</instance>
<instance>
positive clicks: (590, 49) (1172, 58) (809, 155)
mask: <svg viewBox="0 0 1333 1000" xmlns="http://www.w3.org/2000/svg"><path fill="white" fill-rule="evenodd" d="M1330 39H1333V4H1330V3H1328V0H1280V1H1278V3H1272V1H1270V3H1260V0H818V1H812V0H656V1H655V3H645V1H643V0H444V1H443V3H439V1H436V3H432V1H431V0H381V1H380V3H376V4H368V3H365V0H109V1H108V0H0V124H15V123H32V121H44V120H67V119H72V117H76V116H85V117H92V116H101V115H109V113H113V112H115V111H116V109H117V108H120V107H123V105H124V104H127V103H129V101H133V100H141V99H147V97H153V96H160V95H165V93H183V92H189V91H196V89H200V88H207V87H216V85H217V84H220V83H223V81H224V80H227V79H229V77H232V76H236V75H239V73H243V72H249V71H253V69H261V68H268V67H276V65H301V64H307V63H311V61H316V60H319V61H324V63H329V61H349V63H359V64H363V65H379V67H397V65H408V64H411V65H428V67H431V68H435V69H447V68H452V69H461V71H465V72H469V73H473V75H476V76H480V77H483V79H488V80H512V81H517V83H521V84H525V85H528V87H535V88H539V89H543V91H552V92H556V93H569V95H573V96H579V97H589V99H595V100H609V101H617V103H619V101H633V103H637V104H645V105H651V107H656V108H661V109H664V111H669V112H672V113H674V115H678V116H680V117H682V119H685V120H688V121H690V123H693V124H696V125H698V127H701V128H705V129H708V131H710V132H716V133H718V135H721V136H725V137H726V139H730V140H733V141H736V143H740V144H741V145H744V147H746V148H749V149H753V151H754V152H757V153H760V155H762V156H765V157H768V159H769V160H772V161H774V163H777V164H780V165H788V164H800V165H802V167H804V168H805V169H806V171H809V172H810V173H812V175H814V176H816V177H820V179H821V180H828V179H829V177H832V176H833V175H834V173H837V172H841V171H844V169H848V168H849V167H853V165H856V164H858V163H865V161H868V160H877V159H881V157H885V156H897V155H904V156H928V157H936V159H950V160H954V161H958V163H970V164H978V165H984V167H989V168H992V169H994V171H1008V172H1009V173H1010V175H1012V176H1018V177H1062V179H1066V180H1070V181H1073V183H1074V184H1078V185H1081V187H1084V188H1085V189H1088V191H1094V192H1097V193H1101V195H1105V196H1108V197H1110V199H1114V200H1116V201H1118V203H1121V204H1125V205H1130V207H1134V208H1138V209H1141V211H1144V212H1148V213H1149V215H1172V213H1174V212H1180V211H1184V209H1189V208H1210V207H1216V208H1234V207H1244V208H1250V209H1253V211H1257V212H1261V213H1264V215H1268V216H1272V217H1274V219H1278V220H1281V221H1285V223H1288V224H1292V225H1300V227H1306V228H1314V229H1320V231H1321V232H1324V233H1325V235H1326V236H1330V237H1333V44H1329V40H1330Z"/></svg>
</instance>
☆ ☆ ☆ ☆ ☆ ☆ ☆
## Task requirements:
Set down, exactly and completely, all of the material.

## Finished task:
</instance>
<instance>
positive clicks: (590, 49) (1172, 58) (809, 155)
mask: <svg viewBox="0 0 1333 1000" xmlns="http://www.w3.org/2000/svg"><path fill="white" fill-rule="evenodd" d="M1330 39H1333V4H1330V3H1328V0H1280V1H1278V3H1272V1H1270V3H1260V0H818V1H812V0H656V1H655V3H645V1H643V0H444V1H443V3H439V1H436V3H432V1H431V0H381V1H380V3H376V4H368V3H365V0H109V1H108V0H0V124H15V123H32V121H44V120H67V119H72V117H76V116H85V117H92V116H101V115H109V113H113V112H115V111H116V109H117V108H120V107H123V105H124V104H127V103H129V101H133V100H141V99H147V97H153V96H160V95H165V93H183V92H189V91H196V89H200V88H207V87H216V85H217V84H220V83H223V81H224V80H227V79H229V77H232V76H236V75H239V73H243V72H249V71H253V69H261V68H268V67H276V65H301V64H307V63H311V61H316V60H319V61H324V63H329V61H349V63H359V64H363V65H379V67H397V65H408V64H411V65H428V67H431V68H435V69H447V68H452V69H461V71H465V72H469V73H473V75H476V76H480V77H483V79H488V80H512V81H517V83H521V84H525V85H528V87H535V88H539V89H543V91H552V92H556V93H569V95H573V96H579V97H589V99H595V100H609V101H617V103H619V101H633V103H637V104H645V105H651V107H656V108H661V109H664V111H669V112H672V113H674V115H678V116H680V117H682V119H685V120H688V121H690V123H693V124H696V125H698V127H701V128H705V129H708V131H710V132H716V133H718V135H721V136H725V137H726V139H730V140H733V141H736V143H740V144H741V145H744V147H746V148H749V149H753V151H754V152H757V153H760V155H762V156H765V157H768V159H769V160H772V161H774V163H777V164H780V165H788V164H800V165H802V167H804V168H805V169H806V171H809V172H810V173H812V175H814V176H816V177H820V179H821V180H828V179H829V177H832V176H833V175H834V173H837V172H841V171H844V169H848V168H849V167H853V165H856V164H858V163H865V161H868V160H877V159H881V157H885V156H897V155H904V156H928V157H936V159H950V160H954V161H958V163H970V164H978V165H984V167H989V168H992V169H994V171H1008V172H1009V173H1010V175H1012V176H1018V177H1062V179H1066V180H1070V181H1073V183H1074V184H1078V185H1081V187H1084V188H1085V189H1088V191H1094V192H1097V193H1101V195H1105V196H1108V197H1110V199H1114V200H1116V201H1118V203H1121V204H1125V205H1130V207H1134V208H1138V209H1141V211H1144V212H1148V213H1149V215H1172V213H1174V212H1180V211H1184V209H1189V208H1210V207H1216V208H1234V207H1244V208H1250V209H1253V211H1257V212H1261V213H1264V215H1268V216H1272V217H1274V219H1278V220H1281V221H1285V223H1288V224H1292V225H1300V227H1306V228H1314V229H1320V231H1321V232H1324V233H1325V235H1326V236H1330V237H1333V44H1329V40H1330Z"/></svg>
</instance>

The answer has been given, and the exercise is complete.